[SELECTED PASSAGE]
-*-

After cleaning the data, it was transformed for the analysis.
The move text was parsed into individual moves, converted into the PGN format and engine evaluations were extracted. Using the PyChess library, 18 in-game features based on chess theory were computed for both, the black and white player. These include the average centipawn loss, a metric of how much a player deviates from the engines best move, the total game length or the number of moves until the first win opportunity. For a full list of features and their explanation see the functions in utils.py.
The final feature space contained 500 openings, 3 Terminations and 18 (*2) features.
For later stages of the experiments, the 11 most informative features were aggregated over players and opening respectively. Mean, median and standard deviation for the aggregated metrics were computed, and the features aggregated once over the white player and once over the ECO codes.
For the regression tasks, experiments showed best performance when predicting the average ELO of both, white and black. For the classification task, the games were divided into 10 equally sized bins. This choice of bins was made, to be comparable with related research, while also allowing for a balanced trade-off of interpretability and granularity. The final DataFrames were converted to parquet files and saved for re-use in the analysis. Experiments were done on two variants of the Dataset, one consisting of 10 shards (220k games) and the other more extensive one consisting of 30 shards (680k games).

-*-

[MATERIAL SUPPLIED]
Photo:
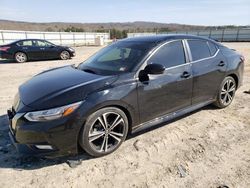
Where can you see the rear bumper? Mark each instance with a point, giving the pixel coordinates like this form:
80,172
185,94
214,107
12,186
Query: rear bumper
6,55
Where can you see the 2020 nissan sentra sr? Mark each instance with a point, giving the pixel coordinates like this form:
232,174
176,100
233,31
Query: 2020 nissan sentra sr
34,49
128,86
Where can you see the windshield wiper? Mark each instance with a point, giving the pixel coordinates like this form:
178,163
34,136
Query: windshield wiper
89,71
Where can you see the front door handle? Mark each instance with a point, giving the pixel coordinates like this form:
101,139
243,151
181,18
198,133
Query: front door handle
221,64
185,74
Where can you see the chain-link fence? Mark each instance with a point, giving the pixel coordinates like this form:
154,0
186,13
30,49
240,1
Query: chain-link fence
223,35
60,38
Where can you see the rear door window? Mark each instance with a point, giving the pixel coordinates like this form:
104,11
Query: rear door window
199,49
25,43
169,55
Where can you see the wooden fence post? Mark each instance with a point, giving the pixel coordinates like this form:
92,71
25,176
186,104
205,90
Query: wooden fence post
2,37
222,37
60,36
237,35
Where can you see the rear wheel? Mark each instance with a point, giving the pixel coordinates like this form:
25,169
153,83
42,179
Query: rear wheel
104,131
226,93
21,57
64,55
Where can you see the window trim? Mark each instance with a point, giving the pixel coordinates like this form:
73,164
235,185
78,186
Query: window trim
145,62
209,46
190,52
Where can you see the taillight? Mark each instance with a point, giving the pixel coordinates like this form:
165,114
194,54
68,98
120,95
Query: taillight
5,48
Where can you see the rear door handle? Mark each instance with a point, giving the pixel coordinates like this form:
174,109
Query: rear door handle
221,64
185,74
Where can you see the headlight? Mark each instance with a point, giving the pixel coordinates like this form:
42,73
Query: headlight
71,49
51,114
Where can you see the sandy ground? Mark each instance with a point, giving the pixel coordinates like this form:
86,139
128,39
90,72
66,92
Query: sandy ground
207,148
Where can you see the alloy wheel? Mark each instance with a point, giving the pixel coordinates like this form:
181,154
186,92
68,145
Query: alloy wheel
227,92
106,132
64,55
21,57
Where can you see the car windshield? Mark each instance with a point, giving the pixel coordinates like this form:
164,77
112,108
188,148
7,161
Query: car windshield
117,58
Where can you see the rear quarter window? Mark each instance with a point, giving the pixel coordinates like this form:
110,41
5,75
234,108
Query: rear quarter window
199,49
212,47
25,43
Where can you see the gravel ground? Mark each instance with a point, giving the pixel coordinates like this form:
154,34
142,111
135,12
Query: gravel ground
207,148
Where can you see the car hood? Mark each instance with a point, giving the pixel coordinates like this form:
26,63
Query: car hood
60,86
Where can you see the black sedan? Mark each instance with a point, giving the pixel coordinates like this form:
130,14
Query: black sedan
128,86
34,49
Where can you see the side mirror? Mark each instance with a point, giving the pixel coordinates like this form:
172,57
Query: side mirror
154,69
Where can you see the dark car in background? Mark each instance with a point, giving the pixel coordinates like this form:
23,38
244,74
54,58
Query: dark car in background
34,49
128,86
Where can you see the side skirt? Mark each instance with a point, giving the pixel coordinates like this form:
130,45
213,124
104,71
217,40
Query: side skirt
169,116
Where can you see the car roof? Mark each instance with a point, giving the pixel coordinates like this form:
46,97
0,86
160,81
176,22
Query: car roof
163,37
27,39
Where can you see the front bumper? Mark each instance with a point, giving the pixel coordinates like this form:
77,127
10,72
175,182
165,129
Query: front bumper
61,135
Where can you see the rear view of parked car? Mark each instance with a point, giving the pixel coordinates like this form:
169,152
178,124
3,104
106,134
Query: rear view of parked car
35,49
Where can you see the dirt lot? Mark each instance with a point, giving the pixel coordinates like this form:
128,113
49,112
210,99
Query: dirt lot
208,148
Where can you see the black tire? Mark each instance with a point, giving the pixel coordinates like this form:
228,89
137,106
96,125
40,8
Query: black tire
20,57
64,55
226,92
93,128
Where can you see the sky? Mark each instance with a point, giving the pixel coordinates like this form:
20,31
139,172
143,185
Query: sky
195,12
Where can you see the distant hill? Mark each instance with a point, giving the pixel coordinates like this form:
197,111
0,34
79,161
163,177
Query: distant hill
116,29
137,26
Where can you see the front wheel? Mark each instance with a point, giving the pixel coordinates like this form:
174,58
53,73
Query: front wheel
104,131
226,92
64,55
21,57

-*-

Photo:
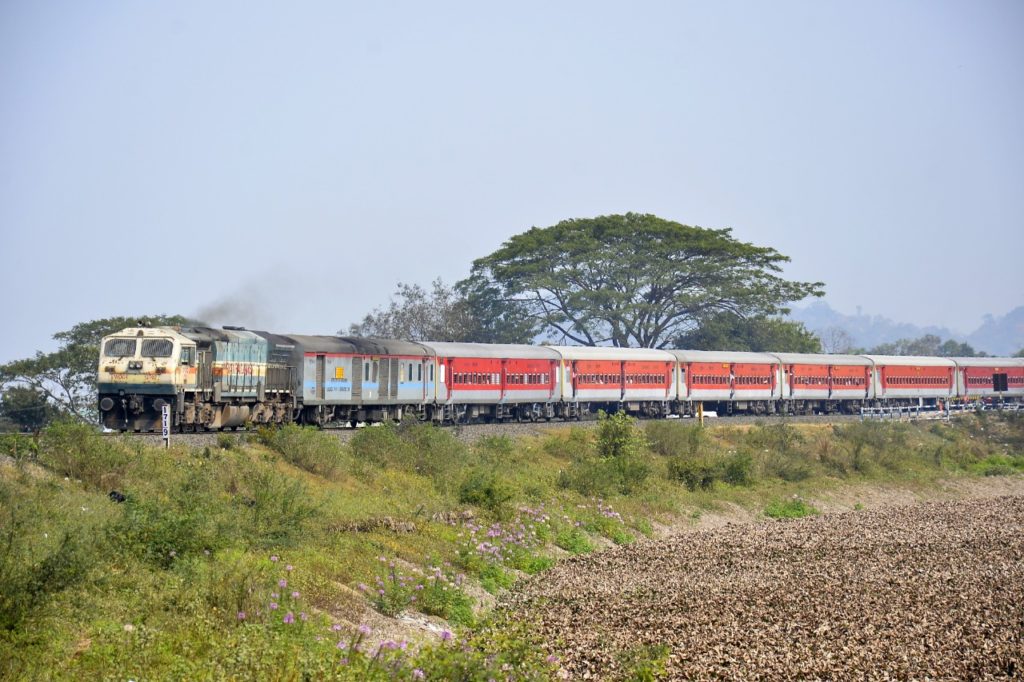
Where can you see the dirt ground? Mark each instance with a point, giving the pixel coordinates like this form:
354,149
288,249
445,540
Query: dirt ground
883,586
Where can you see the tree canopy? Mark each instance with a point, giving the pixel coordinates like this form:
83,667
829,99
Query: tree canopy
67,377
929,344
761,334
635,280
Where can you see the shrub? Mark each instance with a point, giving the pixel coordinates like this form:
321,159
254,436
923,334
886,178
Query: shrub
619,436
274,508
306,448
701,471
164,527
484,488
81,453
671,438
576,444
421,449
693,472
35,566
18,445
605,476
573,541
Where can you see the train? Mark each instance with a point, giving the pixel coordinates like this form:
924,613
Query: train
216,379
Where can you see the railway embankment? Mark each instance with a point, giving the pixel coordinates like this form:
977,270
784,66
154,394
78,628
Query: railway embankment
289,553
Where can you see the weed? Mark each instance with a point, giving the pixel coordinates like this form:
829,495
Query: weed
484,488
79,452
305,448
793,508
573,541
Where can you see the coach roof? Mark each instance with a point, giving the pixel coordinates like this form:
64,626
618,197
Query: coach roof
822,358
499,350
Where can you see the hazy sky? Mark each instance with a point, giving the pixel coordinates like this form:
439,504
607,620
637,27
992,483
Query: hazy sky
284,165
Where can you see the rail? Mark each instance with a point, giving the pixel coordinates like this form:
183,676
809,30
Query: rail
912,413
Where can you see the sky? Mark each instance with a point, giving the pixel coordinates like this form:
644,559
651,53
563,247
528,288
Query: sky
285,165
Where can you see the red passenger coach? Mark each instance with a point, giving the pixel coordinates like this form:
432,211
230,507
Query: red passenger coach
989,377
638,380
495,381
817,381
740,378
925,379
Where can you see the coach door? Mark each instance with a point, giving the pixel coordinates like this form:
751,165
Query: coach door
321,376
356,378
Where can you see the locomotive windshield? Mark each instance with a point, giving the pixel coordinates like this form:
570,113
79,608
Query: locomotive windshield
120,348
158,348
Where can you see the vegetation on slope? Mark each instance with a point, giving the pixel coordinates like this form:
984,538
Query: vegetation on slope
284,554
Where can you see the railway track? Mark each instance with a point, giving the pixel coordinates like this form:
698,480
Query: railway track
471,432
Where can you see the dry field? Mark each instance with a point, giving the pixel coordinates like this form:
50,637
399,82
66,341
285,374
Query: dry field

-*-

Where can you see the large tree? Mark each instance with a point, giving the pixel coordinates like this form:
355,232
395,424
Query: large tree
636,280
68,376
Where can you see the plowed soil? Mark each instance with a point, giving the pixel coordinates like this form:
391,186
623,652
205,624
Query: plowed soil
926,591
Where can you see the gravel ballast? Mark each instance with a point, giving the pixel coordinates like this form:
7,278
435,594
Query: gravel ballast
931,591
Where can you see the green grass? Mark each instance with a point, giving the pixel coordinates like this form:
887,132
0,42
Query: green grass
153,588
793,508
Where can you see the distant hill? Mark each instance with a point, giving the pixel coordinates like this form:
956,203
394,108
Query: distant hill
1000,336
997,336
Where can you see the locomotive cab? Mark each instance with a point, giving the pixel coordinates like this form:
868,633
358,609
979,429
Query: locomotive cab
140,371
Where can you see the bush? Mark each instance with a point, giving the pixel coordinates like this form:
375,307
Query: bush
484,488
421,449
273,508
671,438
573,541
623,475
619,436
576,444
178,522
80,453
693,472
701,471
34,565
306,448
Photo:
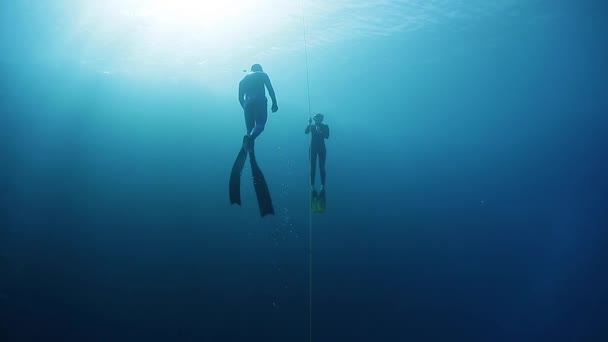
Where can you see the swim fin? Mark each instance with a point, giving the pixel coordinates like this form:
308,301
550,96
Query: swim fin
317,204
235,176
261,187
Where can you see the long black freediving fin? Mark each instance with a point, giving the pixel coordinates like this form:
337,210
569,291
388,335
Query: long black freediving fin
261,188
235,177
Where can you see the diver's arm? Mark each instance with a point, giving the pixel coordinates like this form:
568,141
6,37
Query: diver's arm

-*-

[WHAT THE EXERCISE ASKS] Copy the passage on preparing the chess game data from "After cleaning the" up to and including "18 (*2) features.". The entries are separate material, unrelated to the passage on preparing the chess game data.

[THE COMPLETED TASK]
After cleaning the data, it was transformed for the analysis.
The move text was parsed into individual moves, converted into the PGN format and engine evaluations were extracted. Using the PyChess library, 18 in-game features based on chess theory were computed for both, the black and white player. These include the average centipawn loss, a metric of how much a player deviates from the engines best move, the total game length or the number of moves until the first win opportunity. For a full list of features and their explanation see the functions in utils.py.
The final feature space contained 500 openings, 3 Terminations and 18 (*2) features.